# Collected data
......

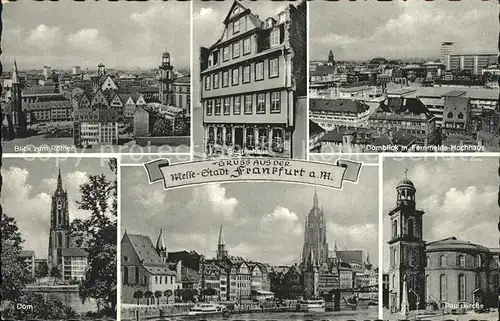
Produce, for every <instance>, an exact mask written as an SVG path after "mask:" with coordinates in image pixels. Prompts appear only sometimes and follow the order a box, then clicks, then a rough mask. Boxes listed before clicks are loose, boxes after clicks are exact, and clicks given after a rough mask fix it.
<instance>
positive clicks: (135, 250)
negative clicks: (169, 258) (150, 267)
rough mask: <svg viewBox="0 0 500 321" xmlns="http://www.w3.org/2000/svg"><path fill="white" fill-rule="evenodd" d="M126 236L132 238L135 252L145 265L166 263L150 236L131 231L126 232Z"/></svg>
mask: <svg viewBox="0 0 500 321" xmlns="http://www.w3.org/2000/svg"><path fill="white" fill-rule="evenodd" d="M126 236H128V238H129V239H130V243H131V244H132V247H133V249H134V251H135V253H136V254H137V256H138V257H139V260H141V261H142V262H143V264H144V265H152V266H155V265H164V263H163V262H162V260H161V258H160V256H159V255H158V253H157V252H156V250H155V247H154V245H153V242H152V241H151V239H150V238H149V236H144V235H139V234H129V233H126Z"/></svg>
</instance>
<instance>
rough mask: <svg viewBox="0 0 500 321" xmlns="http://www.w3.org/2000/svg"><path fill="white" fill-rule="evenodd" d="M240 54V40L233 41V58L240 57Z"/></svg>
mask: <svg viewBox="0 0 500 321" xmlns="http://www.w3.org/2000/svg"><path fill="white" fill-rule="evenodd" d="M239 56H240V42H239V41H238V42H235V43H233V58H238V57H239Z"/></svg>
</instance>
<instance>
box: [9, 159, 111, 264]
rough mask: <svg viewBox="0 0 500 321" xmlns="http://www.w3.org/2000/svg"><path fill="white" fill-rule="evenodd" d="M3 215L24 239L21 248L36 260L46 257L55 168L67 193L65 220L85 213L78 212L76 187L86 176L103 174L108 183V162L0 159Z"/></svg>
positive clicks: (92, 161)
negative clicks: (24, 250) (60, 167)
mask: <svg viewBox="0 0 500 321" xmlns="http://www.w3.org/2000/svg"><path fill="white" fill-rule="evenodd" d="M2 161H3V164H2V179H3V185H2V207H3V212H4V213H5V214H6V215H8V216H11V217H13V218H15V220H16V221H17V226H18V228H19V230H20V232H21V235H22V238H23V239H24V240H25V241H24V243H23V248H24V249H25V250H33V251H35V257H36V258H38V259H42V258H47V253H48V246H49V243H48V242H49V230H50V211H51V202H52V195H53V194H54V192H55V190H56V187H57V174H58V166H59V165H60V166H61V176H62V181H63V188H65V189H66V190H67V192H68V205H69V218H70V220H73V219H75V218H80V219H84V218H87V217H88V216H89V212H87V211H84V210H80V209H78V205H77V204H76V201H78V200H80V199H81V194H80V192H79V186H80V185H82V184H84V183H86V182H87V177H88V175H89V174H90V175H97V174H102V173H103V174H105V175H106V176H107V177H108V179H109V180H112V179H114V174H113V173H112V172H111V171H110V170H109V167H108V159H106V158H103V159H100V158H81V159H79V158H71V159H58V158H45V159H40V158H37V159H33V158H32V159H23V158H5V157H4V158H3V160H2Z"/></svg>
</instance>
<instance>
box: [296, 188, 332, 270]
mask: <svg viewBox="0 0 500 321" xmlns="http://www.w3.org/2000/svg"><path fill="white" fill-rule="evenodd" d="M325 225H326V224H325V215H324V213H323V210H322V209H320V207H319V201H318V194H317V193H316V190H315V191H314V197H313V207H312V209H311V211H310V212H309V215H308V216H307V218H306V221H305V226H304V247H303V250H302V260H303V262H302V263H304V264H305V263H307V261H306V260H307V259H308V257H309V255H310V253H311V251H312V252H313V253H314V257H315V258H316V260H317V261H318V263H319V264H320V265H321V264H322V263H323V262H326V261H327V260H328V243H327V242H326V226H325Z"/></svg>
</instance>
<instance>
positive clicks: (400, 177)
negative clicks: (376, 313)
mask: <svg viewBox="0 0 500 321" xmlns="http://www.w3.org/2000/svg"><path fill="white" fill-rule="evenodd" d="M497 169H498V157H469V158H464V157H454V158H444V157H432V158H431V157H429V158H424V157H421V158H420V159H418V158H415V157H412V159H403V158H397V159H396V158H384V163H383V209H384V210H383V214H382V215H383V239H384V240H383V262H384V266H383V280H384V281H383V284H384V286H383V295H382V302H383V308H384V309H383V311H384V320H449V319H453V320H496V319H497V317H498V310H497V304H498V295H499V292H498V291H499V275H500V270H499V267H500V266H499V252H500V248H499V245H498V230H497V223H498V216H497V215H494V214H493V213H498V204H497V199H498V175H497V174H496V171H497ZM437 177H439V178H440V180H439V182H440V184H436V183H435V182H436V178H437Z"/></svg>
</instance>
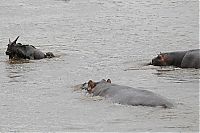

......

# Exercise directions
Write out all of the lines above again word for word, but leave out the pictures.

# Result of this task
Produce, for every <instance>, an exact mask written as an SVG path after "mask:" with coordinates in image pixels. Prompts appear only sometimes and follow the order a box, then clicks, then a rough mask. Boxes listed before clicks are loose, boxes after clicks are exact, and clicks given after a rough mask fix it.
<instance>
positive clicks: (135, 250)
negative clicks: (169, 258) (150, 267)
rough mask: <svg viewBox="0 0 500 321" xmlns="http://www.w3.org/2000/svg"><path fill="white" fill-rule="evenodd" d="M126 236L132 238L135 252L145 265L166 263L150 236L131 231L126 232Z"/></svg>
mask: <svg viewBox="0 0 500 321" xmlns="http://www.w3.org/2000/svg"><path fill="white" fill-rule="evenodd" d="M126 236H128V238H129V239H130V243H131V244H132V247H133V249H134V251H135V253H136V254H137V256H138V257H139V260H141V261H142V262H143V264H144V265H152V266H155V265H164V263H163V262H162V260H161V258H160V256H159V255H158V253H157V252H156V250H155V247H154V245H153V242H152V241H151V239H150V238H149V236H144V235H139V234H129V233H126Z"/></svg>
</instance>
<instance>
rough mask: <svg viewBox="0 0 500 321" xmlns="http://www.w3.org/2000/svg"><path fill="white" fill-rule="evenodd" d="M240 54V40L233 41V58L240 57Z"/></svg>
mask: <svg viewBox="0 0 500 321" xmlns="http://www.w3.org/2000/svg"><path fill="white" fill-rule="evenodd" d="M239 56H240V42H239V41H238V42H235V43H233V58H238V57H239Z"/></svg>
</instance>
<instance>
box: [9, 159, 111, 264]
rough mask: <svg viewBox="0 0 500 321" xmlns="http://www.w3.org/2000/svg"><path fill="white" fill-rule="evenodd" d="M3 215L24 239L21 248L36 260L46 257L55 168L67 193L65 220L85 213L78 212L76 187L86 176L103 174L108 183V162L0 159Z"/></svg>
positive clicks: (92, 161)
negative clicks: (24, 250) (60, 167)
mask: <svg viewBox="0 0 500 321" xmlns="http://www.w3.org/2000/svg"><path fill="white" fill-rule="evenodd" d="M2 161H3V164H2V179H3V185H2V207H3V212H4V213H5V214H6V215H8V216H11V217H13V218H15V220H16V221H17V226H18V228H19V230H20V232H21V235H22V238H23V239H24V240H25V241H24V243H23V248H24V249H25V250H33V251H35V257H36V258H38V259H42V258H47V253H48V246H49V243H48V242H49V230H50V211H51V202H52V195H53V194H54V192H55V190H56V187H57V174H58V166H59V165H60V166H61V176H62V181H63V188H65V189H66V190H67V192H68V205H69V218H70V220H73V219H75V218H80V219H84V218H87V217H88V216H89V212H87V211H84V210H80V209H78V205H77V204H76V201H78V200H80V199H81V194H80V192H79V186H80V185H82V184H84V183H86V182H87V177H88V175H89V174H90V175H97V174H102V173H103V174H105V175H106V176H107V177H108V179H109V180H112V179H114V174H113V173H112V172H111V171H110V170H109V167H108V159H106V158H103V159H100V158H81V159H79V158H71V159H58V158H45V159H40V158H37V159H33V158H32V159H23V158H5V157H4V158H3V160H2Z"/></svg>
</instance>
<instance>
box: [296, 188, 332, 270]
mask: <svg viewBox="0 0 500 321" xmlns="http://www.w3.org/2000/svg"><path fill="white" fill-rule="evenodd" d="M325 225H326V224H325V215H324V213H323V210H322V209H320V207H319V201H318V194H317V193H316V190H315V191H314V197H313V207H312V209H311V211H310V212H309V215H308V216H307V218H306V221H305V226H304V247H303V250H302V260H303V262H302V263H304V264H305V263H307V261H306V260H307V259H308V257H309V255H310V253H311V251H312V252H313V253H314V257H315V258H316V260H317V261H318V263H319V264H320V265H321V264H322V263H323V262H326V261H327V260H328V243H327V242H326V226H325Z"/></svg>
</instance>
<instance>
positive clicks: (400, 177)
negative clicks: (376, 313)
mask: <svg viewBox="0 0 500 321" xmlns="http://www.w3.org/2000/svg"><path fill="white" fill-rule="evenodd" d="M497 169H498V157H469V158H464V157H454V158H444V157H432V158H431V157H429V158H424V157H421V158H420V159H418V158H415V157H412V159H403V158H397V159H396V158H384V163H383V209H384V210H383V214H382V215H383V239H384V240H383V262H384V266H383V280H384V281H383V284H384V286H383V295H382V302H383V308H384V309H383V311H384V320H449V319H453V320H496V319H497V317H498V310H497V304H498V295H499V292H498V291H499V275H500V270H499V267H500V266H499V252H500V248H499V245H498V230H497V223H498V216H497V215H494V214H493V213H498V204H497V199H498V175H497V174H496V171H497ZM437 177H439V178H440V180H439V182H440V184H436V183H435V182H436V178H437Z"/></svg>
</instance>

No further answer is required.